====== Material for this task ======
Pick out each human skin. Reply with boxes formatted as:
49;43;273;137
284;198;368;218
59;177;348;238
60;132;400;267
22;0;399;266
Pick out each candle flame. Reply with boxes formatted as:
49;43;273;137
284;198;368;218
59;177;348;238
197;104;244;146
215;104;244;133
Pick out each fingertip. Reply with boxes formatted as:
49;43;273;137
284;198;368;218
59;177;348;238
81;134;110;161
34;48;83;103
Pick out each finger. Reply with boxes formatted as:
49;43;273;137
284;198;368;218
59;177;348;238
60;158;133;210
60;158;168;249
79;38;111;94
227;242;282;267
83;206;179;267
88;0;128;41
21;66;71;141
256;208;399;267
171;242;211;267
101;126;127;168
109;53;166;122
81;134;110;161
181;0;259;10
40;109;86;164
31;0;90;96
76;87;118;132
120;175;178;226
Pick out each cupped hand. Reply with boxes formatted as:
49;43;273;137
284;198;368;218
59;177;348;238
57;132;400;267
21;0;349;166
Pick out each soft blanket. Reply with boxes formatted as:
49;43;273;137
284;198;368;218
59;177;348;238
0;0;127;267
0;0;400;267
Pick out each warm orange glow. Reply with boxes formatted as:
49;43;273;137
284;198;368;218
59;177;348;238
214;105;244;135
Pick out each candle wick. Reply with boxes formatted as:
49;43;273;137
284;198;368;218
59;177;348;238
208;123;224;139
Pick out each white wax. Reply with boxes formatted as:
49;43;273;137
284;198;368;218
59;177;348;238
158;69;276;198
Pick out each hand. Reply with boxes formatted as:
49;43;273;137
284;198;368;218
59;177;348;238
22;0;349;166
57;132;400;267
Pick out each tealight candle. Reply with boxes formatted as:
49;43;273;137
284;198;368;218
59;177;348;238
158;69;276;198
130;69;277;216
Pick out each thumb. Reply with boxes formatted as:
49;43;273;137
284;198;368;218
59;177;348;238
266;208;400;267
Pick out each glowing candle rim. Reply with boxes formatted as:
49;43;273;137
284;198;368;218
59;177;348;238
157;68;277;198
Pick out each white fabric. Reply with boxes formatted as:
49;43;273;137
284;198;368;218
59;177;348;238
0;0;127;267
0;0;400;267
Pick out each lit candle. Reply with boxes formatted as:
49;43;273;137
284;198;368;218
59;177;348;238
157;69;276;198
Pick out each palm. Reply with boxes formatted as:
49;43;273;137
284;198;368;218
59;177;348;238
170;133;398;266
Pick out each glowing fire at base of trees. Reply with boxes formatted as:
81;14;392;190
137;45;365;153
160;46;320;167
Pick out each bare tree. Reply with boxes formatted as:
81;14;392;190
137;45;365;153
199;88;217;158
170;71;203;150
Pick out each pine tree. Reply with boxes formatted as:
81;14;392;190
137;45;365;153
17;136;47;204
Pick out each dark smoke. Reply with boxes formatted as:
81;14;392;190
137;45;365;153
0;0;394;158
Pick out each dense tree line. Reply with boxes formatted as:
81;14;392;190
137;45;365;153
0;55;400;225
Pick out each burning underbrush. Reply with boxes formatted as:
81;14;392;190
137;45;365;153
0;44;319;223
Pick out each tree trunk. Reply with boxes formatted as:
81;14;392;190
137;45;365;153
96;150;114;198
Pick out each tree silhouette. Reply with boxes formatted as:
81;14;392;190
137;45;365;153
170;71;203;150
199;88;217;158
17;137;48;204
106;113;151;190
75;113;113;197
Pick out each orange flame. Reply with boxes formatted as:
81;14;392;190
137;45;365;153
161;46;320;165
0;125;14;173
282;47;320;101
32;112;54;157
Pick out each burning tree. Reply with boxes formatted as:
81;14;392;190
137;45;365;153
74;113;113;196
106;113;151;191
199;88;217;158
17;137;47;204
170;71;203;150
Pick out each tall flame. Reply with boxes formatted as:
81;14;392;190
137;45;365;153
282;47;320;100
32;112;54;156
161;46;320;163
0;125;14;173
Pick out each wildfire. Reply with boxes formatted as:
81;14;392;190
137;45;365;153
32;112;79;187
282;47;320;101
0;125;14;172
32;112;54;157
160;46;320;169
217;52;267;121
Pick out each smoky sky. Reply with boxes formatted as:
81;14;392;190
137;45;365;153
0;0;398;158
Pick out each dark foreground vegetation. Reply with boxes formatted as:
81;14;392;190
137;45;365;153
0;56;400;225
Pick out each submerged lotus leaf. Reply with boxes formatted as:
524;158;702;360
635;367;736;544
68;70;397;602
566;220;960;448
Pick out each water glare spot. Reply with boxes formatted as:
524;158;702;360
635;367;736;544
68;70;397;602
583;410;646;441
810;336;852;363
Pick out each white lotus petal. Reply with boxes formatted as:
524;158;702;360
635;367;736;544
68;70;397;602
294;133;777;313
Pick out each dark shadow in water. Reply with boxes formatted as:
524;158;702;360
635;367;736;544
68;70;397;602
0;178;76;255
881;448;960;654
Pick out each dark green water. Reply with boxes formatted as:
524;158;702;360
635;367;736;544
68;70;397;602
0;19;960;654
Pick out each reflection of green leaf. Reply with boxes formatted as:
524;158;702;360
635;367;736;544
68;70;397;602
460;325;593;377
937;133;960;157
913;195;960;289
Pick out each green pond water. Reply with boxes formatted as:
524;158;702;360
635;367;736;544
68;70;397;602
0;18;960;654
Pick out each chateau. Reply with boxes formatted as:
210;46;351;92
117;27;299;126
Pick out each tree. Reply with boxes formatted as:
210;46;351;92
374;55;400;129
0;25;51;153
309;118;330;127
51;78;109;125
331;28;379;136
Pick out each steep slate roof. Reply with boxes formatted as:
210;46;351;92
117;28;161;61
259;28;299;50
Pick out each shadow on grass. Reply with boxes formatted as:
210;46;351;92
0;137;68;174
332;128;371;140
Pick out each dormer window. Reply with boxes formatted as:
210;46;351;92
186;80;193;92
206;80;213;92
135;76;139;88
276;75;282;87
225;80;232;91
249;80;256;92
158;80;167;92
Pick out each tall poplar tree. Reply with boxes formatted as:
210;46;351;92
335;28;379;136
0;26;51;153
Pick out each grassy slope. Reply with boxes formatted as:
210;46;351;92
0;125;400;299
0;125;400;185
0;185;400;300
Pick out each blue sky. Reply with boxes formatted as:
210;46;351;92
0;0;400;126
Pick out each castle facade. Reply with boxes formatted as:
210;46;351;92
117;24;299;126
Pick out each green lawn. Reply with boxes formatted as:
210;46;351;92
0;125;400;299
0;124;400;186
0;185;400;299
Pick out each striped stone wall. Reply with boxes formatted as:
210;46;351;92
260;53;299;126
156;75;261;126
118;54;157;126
======
====== Material for this task ======
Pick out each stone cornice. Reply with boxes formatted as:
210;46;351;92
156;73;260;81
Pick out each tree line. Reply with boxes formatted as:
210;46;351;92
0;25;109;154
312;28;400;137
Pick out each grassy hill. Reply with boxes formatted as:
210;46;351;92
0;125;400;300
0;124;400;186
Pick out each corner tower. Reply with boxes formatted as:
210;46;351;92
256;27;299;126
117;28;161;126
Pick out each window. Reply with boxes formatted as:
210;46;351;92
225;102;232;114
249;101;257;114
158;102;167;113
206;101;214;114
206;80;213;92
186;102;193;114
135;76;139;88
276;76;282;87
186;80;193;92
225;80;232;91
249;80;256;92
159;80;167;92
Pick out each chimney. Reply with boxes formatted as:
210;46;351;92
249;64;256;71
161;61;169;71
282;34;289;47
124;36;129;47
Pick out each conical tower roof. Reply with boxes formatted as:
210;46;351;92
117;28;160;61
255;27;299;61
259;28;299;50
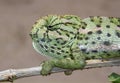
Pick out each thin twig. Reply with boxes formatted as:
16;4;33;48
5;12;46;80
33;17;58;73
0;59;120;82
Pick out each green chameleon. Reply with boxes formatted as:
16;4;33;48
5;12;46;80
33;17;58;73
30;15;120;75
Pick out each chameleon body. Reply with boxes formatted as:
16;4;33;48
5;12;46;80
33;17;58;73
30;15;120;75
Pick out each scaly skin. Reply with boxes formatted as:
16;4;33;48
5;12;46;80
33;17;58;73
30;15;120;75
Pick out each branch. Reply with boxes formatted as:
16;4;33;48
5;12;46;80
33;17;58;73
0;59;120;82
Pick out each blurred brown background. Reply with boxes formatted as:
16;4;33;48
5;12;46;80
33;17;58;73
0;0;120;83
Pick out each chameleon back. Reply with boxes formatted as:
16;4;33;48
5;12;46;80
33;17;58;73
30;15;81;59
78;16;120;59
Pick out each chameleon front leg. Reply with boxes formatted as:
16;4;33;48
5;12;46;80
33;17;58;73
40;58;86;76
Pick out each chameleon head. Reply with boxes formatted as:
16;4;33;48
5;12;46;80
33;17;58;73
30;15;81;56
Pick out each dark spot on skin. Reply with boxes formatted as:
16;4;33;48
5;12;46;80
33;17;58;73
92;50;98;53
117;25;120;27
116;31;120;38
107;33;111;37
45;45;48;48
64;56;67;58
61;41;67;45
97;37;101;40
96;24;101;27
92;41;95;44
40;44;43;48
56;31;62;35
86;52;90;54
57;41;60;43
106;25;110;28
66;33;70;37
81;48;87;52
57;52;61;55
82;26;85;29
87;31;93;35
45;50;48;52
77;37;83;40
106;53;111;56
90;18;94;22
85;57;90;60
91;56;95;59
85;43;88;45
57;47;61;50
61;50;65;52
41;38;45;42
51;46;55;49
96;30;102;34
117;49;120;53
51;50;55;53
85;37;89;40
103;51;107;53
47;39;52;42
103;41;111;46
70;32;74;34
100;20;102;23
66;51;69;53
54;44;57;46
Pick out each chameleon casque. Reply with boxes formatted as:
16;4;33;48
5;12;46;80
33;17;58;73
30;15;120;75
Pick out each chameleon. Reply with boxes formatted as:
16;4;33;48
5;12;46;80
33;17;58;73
======
====== Material for this task ======
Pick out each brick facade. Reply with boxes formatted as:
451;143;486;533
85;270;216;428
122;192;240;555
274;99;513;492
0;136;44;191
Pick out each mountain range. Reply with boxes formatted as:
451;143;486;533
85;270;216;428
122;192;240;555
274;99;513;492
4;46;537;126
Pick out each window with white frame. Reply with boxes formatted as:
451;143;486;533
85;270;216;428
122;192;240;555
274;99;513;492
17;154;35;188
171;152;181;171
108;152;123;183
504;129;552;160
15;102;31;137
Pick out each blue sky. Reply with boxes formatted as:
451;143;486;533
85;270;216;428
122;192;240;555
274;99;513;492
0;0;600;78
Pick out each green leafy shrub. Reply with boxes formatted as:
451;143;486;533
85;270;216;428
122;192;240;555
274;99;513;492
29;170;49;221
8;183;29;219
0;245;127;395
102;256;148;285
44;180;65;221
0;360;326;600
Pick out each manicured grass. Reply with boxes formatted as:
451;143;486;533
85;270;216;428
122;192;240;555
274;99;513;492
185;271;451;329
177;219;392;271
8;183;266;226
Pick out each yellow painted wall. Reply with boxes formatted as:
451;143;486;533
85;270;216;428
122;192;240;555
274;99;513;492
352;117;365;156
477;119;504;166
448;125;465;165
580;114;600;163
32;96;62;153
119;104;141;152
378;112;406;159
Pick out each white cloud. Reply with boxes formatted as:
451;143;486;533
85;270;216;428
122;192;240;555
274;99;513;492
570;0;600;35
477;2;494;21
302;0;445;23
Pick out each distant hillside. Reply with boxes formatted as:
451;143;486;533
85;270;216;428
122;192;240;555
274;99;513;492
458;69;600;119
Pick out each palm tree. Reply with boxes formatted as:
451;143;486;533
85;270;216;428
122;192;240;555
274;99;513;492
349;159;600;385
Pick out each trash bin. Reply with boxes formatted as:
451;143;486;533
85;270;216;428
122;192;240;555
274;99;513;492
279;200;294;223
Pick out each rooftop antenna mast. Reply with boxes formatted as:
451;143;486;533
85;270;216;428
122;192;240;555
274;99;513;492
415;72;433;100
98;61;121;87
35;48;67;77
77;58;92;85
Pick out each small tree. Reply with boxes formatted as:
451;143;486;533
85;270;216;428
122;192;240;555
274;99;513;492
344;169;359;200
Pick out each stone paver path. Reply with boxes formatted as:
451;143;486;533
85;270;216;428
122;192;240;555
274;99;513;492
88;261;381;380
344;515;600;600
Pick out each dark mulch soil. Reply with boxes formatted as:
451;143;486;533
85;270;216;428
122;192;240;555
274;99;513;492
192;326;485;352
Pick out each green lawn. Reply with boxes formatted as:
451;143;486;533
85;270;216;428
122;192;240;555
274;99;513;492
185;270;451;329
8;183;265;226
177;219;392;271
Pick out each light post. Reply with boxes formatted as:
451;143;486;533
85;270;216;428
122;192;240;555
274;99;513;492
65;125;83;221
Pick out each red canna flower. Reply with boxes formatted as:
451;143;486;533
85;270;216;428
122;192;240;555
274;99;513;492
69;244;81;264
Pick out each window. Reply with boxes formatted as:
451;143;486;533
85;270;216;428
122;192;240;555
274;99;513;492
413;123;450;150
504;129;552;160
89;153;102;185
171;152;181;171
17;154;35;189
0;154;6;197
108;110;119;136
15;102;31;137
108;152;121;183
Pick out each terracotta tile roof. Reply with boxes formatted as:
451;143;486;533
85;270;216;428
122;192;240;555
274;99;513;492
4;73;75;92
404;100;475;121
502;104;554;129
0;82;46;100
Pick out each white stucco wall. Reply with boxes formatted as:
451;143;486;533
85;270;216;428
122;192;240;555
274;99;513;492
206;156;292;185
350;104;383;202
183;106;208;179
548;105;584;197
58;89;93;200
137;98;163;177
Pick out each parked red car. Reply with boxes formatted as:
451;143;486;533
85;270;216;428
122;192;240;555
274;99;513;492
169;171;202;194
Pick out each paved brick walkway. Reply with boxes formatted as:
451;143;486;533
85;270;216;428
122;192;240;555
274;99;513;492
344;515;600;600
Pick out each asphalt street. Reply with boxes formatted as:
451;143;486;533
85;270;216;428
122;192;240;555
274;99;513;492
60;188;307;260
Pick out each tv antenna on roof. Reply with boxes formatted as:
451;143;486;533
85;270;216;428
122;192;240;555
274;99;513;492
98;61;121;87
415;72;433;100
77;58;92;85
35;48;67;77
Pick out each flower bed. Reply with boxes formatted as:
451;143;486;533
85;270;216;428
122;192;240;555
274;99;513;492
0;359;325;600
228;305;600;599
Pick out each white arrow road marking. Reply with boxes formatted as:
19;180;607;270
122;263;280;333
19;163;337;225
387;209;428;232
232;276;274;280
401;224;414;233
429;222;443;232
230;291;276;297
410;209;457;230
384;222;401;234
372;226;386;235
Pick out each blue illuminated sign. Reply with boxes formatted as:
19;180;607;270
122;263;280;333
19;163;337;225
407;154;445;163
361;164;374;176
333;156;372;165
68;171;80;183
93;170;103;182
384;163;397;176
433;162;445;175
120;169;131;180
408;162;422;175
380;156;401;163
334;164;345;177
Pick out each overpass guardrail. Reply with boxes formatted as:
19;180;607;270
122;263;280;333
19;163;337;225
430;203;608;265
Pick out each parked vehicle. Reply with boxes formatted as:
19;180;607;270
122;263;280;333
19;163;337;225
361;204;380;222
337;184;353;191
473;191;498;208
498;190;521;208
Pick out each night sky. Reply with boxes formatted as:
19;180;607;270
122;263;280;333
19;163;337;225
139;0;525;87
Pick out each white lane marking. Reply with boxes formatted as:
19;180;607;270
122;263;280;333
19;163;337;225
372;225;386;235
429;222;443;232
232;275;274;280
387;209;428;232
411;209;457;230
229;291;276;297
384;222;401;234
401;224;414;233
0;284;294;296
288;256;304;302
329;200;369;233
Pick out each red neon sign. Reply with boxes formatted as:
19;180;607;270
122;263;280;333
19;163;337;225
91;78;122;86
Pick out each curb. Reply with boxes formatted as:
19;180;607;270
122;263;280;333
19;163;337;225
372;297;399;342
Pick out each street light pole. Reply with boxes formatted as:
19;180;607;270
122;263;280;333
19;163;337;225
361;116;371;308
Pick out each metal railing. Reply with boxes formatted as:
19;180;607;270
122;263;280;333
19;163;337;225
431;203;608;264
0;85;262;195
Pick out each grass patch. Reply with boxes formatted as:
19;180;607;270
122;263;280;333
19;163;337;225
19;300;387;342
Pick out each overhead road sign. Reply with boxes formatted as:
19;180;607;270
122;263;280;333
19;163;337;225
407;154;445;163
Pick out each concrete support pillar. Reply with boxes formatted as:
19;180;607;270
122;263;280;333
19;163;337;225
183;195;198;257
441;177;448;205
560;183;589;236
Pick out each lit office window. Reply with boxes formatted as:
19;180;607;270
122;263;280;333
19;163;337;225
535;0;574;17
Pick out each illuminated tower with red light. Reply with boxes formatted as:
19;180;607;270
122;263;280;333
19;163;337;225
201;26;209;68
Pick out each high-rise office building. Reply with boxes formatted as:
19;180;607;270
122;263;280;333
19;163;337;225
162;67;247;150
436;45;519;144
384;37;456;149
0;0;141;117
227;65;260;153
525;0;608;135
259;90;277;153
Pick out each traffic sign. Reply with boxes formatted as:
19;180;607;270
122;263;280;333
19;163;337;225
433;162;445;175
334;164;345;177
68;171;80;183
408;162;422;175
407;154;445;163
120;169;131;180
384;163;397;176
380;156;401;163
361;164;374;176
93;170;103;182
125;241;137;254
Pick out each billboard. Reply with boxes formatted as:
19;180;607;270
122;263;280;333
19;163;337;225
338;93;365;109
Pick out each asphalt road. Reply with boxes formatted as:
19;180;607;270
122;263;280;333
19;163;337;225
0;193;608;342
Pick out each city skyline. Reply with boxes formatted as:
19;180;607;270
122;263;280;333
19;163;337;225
======
__Exercise brief__: Return, unchanged, the lines from the one containing "Pick out each human" up to and including the one containing "130;69;277;216".

__Completed exercise__:
Pick out each human skin. Reply with boxes formatted as:
49;43;273;137
284;198;368;218
59;177;348;238
60;132;400;267
22;0;399;266
Pick out each candle flame. Reply with boxes formatted as:
49;43;273;137
284;198;368;218
59;177;348;238
197;104;244;146
215;104;244;133
Pick out each fingertip. Reply with boxes formatted as:
49;43;273;137
284;198;368;218
59;177;348;238
81;134;110;161
34;48;83;103
Pick out each finger. Reply with boxes formatted as:
49;43;273;137
284;198;368;218
59;177;348;238
60;158;133;210
60;158;168;249
79;38;111;94
227;242;282;267
83;206;179;267
88;0;128;41
21;66;71;141
256;208;399;267
171;242;211;267
101;126;127;168
109;53;166;122
81;134;110;161
181;0;259;10
40;109;86;164
31;0;90;96
76;87;118;132
120;175;178;226
Pick out each cupped hand. Reply with boxes formatted as:
49;43;273;137
284;198;368;218
59;177;348;238
57;132;400;267
21;0;349;166
Pick out each soft blanket. Reply with boxes formatted as:
49;43;273;137
284;198;368;218
59;177;348;238
0;0;127;267
0;0;400;267
Pick out each warm orange glow. Reply with boxes formatted as:
49;43;273;137
284;198;368;218
59;177;348;238
214;105;244;135
Pick out each candle wick. Reply with boxes formatted as:
49;43;273;137
284;198;368;218
59;177;348;238
208;123;224;139
Pick out each white wax. Reply with boxes formatted as:
49;43;273;137
284;198;368;218
59;177;348;238
158;69;276;198
Pick out each hand. Reply with boxes formatted as:
49;43;273;137
284;198;368;218
59;177;348;238
22;0;349;166
57;132;400;267
Pick out each tealight candle. Reply with boxes formatted as:
49;43;273;137
284;198;368;218
59;177;348;238
158;69;276;198
130;69;277;216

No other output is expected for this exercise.